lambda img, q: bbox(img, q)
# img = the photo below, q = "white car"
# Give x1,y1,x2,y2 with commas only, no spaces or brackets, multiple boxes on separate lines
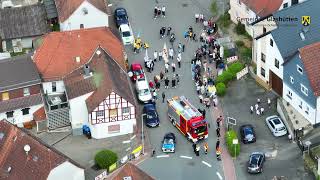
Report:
119,24,134,45
136,78,152,103
266,115,287,137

:::

DO THIS: Please rewrite every line of the records above, requests included, but leave out the pictures. Resize the bounding box coordinates in the answers by multiplying each by 0.8 and rounding to the nearest whole number, with halves rounded up; keep all other numbers as they are.

IN RESPONSE:
lambda img, q: bbox(img, q)
# img = the photo below, q = "white car"
# Give x1,y1,x2,y2 with commas only, no spaces or brackets, multiple boxes on separate lines
Report:
95,19,107,36
109,62,122,82
213,92,230,110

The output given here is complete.